# AIM OF THE TASK:
Starting at the line containing "indicate the white window" and ending at the final line, write out those lines again with "one dot per instance" swapped for "a dot for each instance" and nothing else changed.

#####

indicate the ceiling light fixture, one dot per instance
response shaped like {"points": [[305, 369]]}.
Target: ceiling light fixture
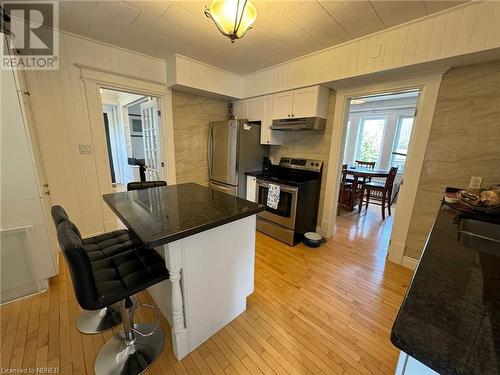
{"points": [[233, 18]]}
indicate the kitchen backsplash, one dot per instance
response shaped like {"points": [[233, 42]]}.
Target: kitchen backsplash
{"points": [[309, 145]]}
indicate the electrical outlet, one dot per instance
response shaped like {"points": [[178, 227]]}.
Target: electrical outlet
{"points": [[84, 148], [475, 182]]}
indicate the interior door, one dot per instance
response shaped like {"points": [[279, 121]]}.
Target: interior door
{"points": [[222, 151], [150, 137]]}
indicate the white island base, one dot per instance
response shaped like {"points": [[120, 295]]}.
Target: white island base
{"points": [[211, 276]]}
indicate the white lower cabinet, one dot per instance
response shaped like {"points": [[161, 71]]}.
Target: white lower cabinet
{"points": [[268, 136], [251, 188], [408, 365]]}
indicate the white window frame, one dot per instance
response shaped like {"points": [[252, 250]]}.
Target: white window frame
{"points": [[362, 120], [396, 137]]}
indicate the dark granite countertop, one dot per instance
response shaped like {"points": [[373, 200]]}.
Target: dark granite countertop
{"points": [[450, 318], [169, 213]]}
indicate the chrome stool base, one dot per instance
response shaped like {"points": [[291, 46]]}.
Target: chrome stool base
{"points": [[92, 322], [119, 357]]}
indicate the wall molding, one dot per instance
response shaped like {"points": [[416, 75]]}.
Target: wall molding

#####

# OUTPUT OF THE TASK:
indicate the white window frame, a dot for each instance
response shaped like {"points": [[252, 250]]}.
Target: white window frame
{"points": [[362, 120], [396, 137]]}
indicate the dark granite countertop, a dot for each instance
response shaped like {"points": [[373, 200]]}.
Target: dark granite countertop
{"points": [[450, 318], [169, 213]]}
indicate the chrome stool base, a dot for each instance
response shaped like {"points": [[291, 46]]}.
Target: chrome stool base
{"points": [[92, 322], [119, 357]]}
indicate the wall molding, a dot for each instance
response shaped like {"points": [[416, 75]]}.
Target: wall molding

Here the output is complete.